Tras cuatro años de ausencia y el aparente agotamiento de una franquicia que vivió tiempos gloriosos y serios altibajos, no era fácil recuperar la serie bondiana con motivo de su cincuentenario. Por expreso deseo de Daniel Craig, que ha sabido insuflarle al desgastado personaje la dureza original de Sean Connery. El director, Sam Mendes, fue elegido para abrir una nueva etapa que ya tiene previstas otras dos entregas. Ganador de un Óscar por American beauty y autor de joyas como Revolutionary Road, el cineasta británico afrontaba la peliaguda tarea de situar a 007 en tiempos de incertidumbre y crisis económica.
Mendes opta por dirigir su mirada hacia el pasado. Bond y el MI6, con su jefa M a la cabeza. En Skyfall hay más tela que cortar que en cualquier otro Bond de estos festejadísimos cincuenta años. Vamos a resumirlo en cinco puntos: 1) Cicatrizada la herida de amor abierta en “007 Casino Royale” (2006) y todavía no cerrada en “007 Quantum of Solace” (2008), Bond sigue volcando toda su callada sentimentalidad en el personaje de M, que aquí adquiere rango de coprotagonista; es casi una película dentro de la película, un terso melodrama maternofilial. 2) Inesperadamente, el villano de turno (Bardem, tan gay como brillante) también echa el lazo a M en un giro de guión de quitarse el peluquín. 3) De manera no menos insólita, viajamos a lo más profundo de 007, incluso a su infancia, para descubrir su “rosebud” particular. Comprobareis que Skyfall se permite muchas licencias para matar todo asomo de previsibilidad.
4) Las chicas guapas y las escenas de cama quedan en un segundo plano.
5) Finalmente la tradición se impone sobre la osadía y, al margen de las prescriptivas y excelentes secuencias de acción, reflota nuevamente el humor (autoparódico en el caso de Q), los cócteles están bien agitados y la conmovedora escena final reconduce la saga a los orígenes conneryanos, como diciendo “Pase, pase, Dr. No”.
En definitiva, Skyfall es prácticamente todo lo que podrías esperar de un Bond del siglo XXI.

※ ※ ※

**LA TAREA:** Por favor, reescribe como lista el párrafo de la reseña de Skyfall que empieza con «5) Finalmente la tradición» y conserva sus datos principales.

**INFORMACIÓN PROPORCIONADA:**
※ ※ ※

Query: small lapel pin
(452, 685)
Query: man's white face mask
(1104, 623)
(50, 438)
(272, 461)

※ ※ ※

**ESPACIO PARA RESPONDER:**
- La tradición se impone sobre la osadía.
- Además de las secuencias de acción, prescriptivas y excelentes, vuelve a aparecer el humor, autoparódico en el caso de Q.
- Los cócteles están bien agitados.
- La conmovedora escena final devuelve la saga a los orígenes de Connery, como diciendo «Pase, pase, Dr. No».